Part of a data file →
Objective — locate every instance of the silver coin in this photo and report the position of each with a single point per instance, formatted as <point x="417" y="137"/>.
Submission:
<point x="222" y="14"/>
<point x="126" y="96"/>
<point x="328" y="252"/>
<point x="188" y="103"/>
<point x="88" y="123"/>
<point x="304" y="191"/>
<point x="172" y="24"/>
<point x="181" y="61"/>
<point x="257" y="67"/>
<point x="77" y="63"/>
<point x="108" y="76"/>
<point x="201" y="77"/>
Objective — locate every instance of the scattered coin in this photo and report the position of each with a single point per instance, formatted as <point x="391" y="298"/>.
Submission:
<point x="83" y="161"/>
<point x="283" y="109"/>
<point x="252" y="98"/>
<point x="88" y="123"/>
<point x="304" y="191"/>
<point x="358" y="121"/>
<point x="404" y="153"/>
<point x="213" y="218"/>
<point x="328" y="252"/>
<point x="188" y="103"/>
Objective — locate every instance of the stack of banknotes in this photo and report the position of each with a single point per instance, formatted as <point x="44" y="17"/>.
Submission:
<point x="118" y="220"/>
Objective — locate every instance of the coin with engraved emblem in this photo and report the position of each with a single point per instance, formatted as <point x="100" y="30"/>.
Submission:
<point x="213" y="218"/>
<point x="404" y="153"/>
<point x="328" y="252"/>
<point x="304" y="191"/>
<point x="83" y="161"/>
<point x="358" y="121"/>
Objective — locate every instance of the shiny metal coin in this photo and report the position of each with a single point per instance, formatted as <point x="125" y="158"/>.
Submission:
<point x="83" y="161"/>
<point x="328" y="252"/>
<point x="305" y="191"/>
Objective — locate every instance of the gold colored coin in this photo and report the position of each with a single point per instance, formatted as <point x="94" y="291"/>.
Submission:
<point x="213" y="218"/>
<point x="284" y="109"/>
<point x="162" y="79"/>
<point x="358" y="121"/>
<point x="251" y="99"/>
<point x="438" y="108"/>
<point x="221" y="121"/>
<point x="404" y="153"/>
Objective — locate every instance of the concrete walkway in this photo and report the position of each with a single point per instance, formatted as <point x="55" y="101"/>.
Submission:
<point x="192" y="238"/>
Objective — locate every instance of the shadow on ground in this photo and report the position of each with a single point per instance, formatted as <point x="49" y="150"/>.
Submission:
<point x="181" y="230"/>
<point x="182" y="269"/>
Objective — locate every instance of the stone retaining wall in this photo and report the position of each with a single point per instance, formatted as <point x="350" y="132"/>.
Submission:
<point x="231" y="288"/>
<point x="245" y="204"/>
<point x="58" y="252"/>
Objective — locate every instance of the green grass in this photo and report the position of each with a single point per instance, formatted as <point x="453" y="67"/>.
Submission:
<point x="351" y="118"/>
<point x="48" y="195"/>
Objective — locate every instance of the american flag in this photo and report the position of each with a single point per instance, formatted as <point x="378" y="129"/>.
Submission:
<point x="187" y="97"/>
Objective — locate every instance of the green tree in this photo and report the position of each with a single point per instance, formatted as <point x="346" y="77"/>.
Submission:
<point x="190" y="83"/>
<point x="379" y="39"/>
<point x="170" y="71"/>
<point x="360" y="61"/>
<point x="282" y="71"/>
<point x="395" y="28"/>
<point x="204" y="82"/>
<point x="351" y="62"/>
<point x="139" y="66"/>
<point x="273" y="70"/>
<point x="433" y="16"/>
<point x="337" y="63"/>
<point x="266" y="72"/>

Task prompt → Could you recast all the items above as a Markdown table with the columns "Row" and "Line," numbering each line in order and leaving out any blank lines?

Exercise result →
| Row | Line |
|---|---|
| 1 | Objective — locate every instance of the silver coin in this photo and report the position of each with a single point per instance, formatted as <point x="417" y="137"/>. |
| 2 | Submission: |
| 3 | <point x="222" y="14"/> |
| 4 | <point x="126" y="96"/> |
| 5 | <point x="328" y="252"/> |
| 6 | <point x="188" y="103"/> |
| 7 | <point x="88" y="123"/> |
| 8 | <point x="304" y="191"/> |
| 9 | <point x="172" y="24"/> |
| 10 | <point x="181" y="61"/> |
| 11 | <point x="257" y="67"/> |
| 12 | <point x="77" y="63"/> |
| 13 | <point x="108" y="76"/> |
| 14 | <point x="201" y="77"/> |
| 15 | Objective — locate every instance of the scattered coin in this photo and report the position of each with a single point per instance, formatted as <point x="391" y="298"/>. |
| 16 | Submission: |
| 17 | <point x="83" y="161"/> |
| 18 | <point x="283" y="109"/> |
| 19 | <point x="252" y="98"/> |
| 20 | <point x="88" y="123"/> |
| 21 | <point x="304" y="191"/> |
| 22 | <point x="358" y="121"/> |
| 23 | <point x="404" y="153"/> |
| 24 | <point x="213" y="218"/> |
| 25 | <point x="328" y="252"/> |
| 26 | <point x="188" y="103"/> |
| 27 | Objective — locate every instance of the stack of banknotes in this photo and report the position of each with a single point per instance, formatted as <point x="44" y="17"/>. |
| 28 | Submission: |
| 29 | <point x="118" y="220"/> |
| 30 | Objective — locate every instance of the coin with engraved emblem in this photo and report the position of each with a single point per instance, formatted as <point x="100" y="30"/>. |
| 31 | Submission: |
| 32 | <point x="213" y="218"/> |
| 33 | <point x="404" y="153"/> |
| 34 | <point x="328" y="252"/> |
| 35 | <point x="304" y="191"/> |
| 36 | <point x="83" y="161"/> |
| 37 | <point x="358" y="121"/> |
| 38 | Objective — locate every instance of the shiny metal coin in this photo and report the position of each with a single point per instance, formatted as <point x="125" y="158"/>. |
| 39 | Submission: |
| 40 | <point x="83" y="161"/> |
| 41 | <point x="328" y="252"/> |
| 42 | <point x="305" y="191"/> |
| 43 | Objective — locate every instance of the gold colored coin in this photo and report the position of each with a single point per instance, formatted as <point x="94" y="291"/>. |
| 44 | Submission: |
| 45 | <point x="213" y="218"/> |
| 46 | <point x="284" y="109"/> |
| 47 | <point x="162" y="79"/> |
| 48 | <point x="358" y="121"/> |
| 49 | <point x="251" y="99"/> |
| 50 | <point x="438" y="108"/> |
| 51 | <point x="221" y="121"/> |
| 52 | <point x="404" y="153"/> |
| 53 | Objective — locate every instance of the concrete walkway in this photo and report the position of each with a single point per instance, formatted as <point x="55" y="101"/>. |
| 54 | Submission: |
| 55 | <point x="192" y="238"/> |
| 56 | Objective — locate every instance of the shadow on ground in this photo and report the position of each with a single point per instance, formatted as <point x="49" y="150"/>. |
| 57 | Submission: |
| 58 | <point x="181" y="230"/> |
| 59 | <point x="182" y="269"/> |
| 60 | Objective — locate every instance of the stone retaining wall in this photo and report the position of each with a single point per instance, formatted as <point x="350" y="132"/>. |
| 61 | Submission: |
| 62 | <point x="231" y="288"/> |
| 63 | <point x="245" y="204"/> |
| 64 | <point x="58" y="252"/> |
| 65 | Objective — locate every instance of the green grass in this photo and report the position of each with a single point per instance, formatted as <point x="453" y="67"/>. |
| 66 | Submission: |
| 67 | <point x="351" y="118"/> |
| 68 | <point x="48" y="195"/> |
| 69 | Objective — locate every instance of the american flag in this photo and report the position of each with a single point per instance, formatted as <point x="378" y="129"/>. |
| 70 | Submission: |
| 71 | <point x="187" y="97"/> |
| 72 | Objective — locate every instance of the green tree in this photo and report the position of each with a single point per instance, formatted as <point x="346" y="77"/>. |
| 73 | Submission: |
| 74 | <point x="190" y="83"/> |
| 75 | <point x="379" y="39"/> |
| 76 | <point x="170" y="71"/> |
| 77 | <point x="360" y="61"/> |
| 78 | <point x="282" y="71"/> |
| 79 | <point x="395" y="28"/> |
| 80 | <point x="204" y="82"/> |
| 81 | <point x="351" y="62"/> |
| 82 | <point x="139" y="66"/> |
| 83 | <point x="273" y="70"/> |
| 84 | <point x="433" y="16"/> |
| 85 | <point x="337" y="63"/> |
| 86 | <point x="266" y="72"/> |